>> BEGIN Records for the exercise

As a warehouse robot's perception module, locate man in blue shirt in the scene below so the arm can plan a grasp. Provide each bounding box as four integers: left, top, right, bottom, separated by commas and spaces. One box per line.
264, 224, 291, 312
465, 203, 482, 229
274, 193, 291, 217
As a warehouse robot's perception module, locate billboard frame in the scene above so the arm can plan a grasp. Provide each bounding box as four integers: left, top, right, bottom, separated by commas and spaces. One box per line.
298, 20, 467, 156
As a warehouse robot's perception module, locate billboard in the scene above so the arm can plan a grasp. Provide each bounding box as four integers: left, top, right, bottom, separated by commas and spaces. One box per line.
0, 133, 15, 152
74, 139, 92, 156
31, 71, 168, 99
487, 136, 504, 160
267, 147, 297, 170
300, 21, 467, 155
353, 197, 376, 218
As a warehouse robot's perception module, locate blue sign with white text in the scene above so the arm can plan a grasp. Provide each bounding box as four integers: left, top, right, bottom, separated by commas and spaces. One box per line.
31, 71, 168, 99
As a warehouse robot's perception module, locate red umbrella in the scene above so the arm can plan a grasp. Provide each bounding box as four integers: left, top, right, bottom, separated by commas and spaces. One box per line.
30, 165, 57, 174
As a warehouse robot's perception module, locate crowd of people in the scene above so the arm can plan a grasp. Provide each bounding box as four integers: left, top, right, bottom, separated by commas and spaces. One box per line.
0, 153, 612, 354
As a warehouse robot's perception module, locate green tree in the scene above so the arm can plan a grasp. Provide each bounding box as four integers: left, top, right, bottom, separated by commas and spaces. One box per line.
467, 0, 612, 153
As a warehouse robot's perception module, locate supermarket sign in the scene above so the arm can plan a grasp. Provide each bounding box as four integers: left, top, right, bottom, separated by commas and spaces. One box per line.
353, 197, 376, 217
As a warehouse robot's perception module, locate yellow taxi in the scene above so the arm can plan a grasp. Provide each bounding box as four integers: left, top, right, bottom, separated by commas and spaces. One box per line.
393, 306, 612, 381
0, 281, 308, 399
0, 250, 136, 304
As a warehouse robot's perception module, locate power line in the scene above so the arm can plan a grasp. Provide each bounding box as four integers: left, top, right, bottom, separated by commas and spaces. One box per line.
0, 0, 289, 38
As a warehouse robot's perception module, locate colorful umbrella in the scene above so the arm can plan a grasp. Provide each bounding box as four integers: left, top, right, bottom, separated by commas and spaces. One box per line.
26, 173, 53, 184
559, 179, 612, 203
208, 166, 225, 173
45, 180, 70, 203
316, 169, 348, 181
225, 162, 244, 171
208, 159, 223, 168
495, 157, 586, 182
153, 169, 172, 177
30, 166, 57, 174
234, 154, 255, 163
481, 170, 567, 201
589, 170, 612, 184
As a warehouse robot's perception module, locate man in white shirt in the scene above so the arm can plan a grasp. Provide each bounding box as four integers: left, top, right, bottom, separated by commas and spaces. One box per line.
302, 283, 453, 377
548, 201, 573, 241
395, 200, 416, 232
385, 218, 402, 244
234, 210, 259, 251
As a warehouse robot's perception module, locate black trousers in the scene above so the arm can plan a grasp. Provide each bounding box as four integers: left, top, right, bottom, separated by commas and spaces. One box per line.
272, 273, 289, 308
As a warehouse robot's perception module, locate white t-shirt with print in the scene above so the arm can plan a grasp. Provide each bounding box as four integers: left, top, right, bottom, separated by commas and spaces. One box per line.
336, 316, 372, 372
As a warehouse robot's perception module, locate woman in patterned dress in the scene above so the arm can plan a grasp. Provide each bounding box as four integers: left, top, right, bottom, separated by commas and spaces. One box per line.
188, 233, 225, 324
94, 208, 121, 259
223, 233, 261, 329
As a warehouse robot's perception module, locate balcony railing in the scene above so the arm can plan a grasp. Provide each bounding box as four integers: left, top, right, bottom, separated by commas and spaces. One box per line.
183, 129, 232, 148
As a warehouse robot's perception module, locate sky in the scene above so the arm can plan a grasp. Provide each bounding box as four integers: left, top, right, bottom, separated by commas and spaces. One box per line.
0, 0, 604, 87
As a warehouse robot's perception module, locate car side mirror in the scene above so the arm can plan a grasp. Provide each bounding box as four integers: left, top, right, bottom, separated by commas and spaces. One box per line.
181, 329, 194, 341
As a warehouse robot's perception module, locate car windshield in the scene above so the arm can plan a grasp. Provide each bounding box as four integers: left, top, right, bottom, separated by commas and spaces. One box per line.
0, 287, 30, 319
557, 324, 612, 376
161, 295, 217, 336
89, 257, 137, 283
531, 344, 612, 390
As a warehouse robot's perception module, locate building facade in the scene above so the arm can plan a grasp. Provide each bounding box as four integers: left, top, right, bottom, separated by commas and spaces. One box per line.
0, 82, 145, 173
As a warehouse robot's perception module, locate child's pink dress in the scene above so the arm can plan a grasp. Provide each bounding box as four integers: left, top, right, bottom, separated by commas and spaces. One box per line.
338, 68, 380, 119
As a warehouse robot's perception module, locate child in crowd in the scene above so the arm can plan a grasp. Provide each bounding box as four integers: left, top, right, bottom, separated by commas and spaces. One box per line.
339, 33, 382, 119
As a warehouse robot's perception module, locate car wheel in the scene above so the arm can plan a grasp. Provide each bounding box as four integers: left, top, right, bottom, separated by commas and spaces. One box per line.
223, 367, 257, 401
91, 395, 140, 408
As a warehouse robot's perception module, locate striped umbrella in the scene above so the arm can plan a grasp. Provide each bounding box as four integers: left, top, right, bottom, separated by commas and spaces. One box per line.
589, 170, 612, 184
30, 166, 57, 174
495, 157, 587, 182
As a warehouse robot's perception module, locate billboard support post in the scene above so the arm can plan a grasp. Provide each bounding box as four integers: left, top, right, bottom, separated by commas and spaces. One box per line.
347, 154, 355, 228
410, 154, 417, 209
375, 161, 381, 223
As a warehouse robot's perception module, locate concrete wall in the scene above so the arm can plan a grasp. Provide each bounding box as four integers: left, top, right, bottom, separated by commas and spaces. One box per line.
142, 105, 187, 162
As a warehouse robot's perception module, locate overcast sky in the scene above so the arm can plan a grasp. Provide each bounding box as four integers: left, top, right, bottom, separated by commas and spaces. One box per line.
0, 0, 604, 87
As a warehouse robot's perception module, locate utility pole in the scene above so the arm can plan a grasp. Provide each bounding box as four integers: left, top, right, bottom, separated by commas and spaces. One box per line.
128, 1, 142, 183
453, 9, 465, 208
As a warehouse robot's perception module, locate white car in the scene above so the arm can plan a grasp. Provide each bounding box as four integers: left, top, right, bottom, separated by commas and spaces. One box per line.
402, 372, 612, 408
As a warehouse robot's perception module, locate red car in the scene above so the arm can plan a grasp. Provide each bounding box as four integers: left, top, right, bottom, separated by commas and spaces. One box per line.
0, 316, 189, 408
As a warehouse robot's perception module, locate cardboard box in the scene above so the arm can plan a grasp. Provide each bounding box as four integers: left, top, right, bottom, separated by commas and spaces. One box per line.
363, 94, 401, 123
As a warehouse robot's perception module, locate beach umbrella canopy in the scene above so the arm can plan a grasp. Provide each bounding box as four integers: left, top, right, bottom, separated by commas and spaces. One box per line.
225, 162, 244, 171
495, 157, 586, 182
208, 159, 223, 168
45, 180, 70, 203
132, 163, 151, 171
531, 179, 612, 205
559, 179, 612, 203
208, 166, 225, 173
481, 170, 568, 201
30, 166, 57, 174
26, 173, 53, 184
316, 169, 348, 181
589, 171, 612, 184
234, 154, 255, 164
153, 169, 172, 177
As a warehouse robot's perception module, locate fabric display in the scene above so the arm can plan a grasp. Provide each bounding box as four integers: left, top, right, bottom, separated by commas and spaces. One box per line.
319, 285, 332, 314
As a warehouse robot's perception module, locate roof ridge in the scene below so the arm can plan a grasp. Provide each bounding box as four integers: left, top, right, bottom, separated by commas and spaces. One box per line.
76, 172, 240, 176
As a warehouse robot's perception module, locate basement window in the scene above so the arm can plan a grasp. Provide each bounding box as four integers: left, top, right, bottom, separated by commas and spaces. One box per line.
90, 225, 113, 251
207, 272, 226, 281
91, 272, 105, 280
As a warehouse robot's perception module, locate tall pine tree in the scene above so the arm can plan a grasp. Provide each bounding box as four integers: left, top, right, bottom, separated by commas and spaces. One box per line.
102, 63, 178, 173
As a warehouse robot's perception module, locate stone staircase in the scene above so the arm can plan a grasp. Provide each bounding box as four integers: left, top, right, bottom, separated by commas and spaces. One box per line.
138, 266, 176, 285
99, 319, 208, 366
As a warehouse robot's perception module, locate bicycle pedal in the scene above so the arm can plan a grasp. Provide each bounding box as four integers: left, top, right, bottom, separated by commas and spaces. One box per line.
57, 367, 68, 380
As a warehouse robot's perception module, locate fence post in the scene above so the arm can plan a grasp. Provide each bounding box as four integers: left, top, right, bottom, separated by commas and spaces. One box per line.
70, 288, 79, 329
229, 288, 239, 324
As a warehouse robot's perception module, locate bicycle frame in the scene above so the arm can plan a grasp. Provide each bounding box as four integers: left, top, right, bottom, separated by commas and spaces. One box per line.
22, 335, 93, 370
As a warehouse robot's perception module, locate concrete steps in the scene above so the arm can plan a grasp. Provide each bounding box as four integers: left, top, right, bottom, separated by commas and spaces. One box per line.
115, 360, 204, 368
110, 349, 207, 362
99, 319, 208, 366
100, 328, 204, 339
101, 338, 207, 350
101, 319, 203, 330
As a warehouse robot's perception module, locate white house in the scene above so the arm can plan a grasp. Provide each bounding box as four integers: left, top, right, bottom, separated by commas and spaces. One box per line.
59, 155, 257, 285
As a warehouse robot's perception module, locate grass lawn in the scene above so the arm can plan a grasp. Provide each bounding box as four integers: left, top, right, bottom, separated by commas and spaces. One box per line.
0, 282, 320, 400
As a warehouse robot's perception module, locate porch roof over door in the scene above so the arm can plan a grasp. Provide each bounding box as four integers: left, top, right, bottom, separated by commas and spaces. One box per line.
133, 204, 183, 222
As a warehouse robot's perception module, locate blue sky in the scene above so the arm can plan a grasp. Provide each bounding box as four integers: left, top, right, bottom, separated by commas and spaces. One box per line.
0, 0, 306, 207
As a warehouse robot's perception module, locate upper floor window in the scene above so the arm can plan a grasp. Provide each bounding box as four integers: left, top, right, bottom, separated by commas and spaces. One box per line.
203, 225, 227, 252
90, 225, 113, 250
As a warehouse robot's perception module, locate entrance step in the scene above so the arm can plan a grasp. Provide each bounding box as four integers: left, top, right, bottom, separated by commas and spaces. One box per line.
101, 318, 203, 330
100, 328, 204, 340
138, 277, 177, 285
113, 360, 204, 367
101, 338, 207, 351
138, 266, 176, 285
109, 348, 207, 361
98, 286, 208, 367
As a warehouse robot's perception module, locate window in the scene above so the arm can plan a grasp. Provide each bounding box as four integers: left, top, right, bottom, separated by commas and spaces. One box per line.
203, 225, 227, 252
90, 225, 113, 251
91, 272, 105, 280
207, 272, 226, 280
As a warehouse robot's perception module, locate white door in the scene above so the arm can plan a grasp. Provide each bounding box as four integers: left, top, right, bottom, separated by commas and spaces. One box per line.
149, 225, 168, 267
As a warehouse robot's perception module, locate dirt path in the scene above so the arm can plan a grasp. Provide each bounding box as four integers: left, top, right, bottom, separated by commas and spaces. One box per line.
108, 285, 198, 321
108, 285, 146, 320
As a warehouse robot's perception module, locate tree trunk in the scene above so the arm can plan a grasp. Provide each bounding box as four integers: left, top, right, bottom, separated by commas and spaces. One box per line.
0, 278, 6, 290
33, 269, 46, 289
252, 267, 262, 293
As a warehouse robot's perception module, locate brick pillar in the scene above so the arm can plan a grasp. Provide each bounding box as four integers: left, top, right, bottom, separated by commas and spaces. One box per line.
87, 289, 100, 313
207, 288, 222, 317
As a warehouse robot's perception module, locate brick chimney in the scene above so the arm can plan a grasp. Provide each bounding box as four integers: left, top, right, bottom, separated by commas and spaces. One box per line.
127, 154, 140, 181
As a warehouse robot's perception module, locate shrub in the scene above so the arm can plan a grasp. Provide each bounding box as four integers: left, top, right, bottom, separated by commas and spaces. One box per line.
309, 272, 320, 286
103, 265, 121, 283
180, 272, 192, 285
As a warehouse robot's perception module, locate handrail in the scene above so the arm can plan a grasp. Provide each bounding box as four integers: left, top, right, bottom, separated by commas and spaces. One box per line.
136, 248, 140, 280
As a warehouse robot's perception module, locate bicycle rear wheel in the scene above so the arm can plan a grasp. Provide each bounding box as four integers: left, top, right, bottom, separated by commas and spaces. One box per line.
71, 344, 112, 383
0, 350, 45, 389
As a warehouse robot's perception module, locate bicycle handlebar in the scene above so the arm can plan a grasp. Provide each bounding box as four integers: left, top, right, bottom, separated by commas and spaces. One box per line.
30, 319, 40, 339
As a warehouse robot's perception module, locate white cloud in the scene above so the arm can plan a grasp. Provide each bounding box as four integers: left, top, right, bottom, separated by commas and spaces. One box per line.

>> END Records for the exercise

▸ To be done: Please reproduce the stretch of the listing above from its very first line through the line containing "274, 193, 291, 217", copying each line character for character.

▸ Answer to this problem:
As a warehouse robot's perception module, locate man in blue shirt in the scene below so the arm can plan a grasp. Provide each bounding box as four integers: left, top, right, bottom, separated by commas and spaces. One box per line.
264, 224, 291, 312
465, 203, 482, 229
274, 193, 291, 217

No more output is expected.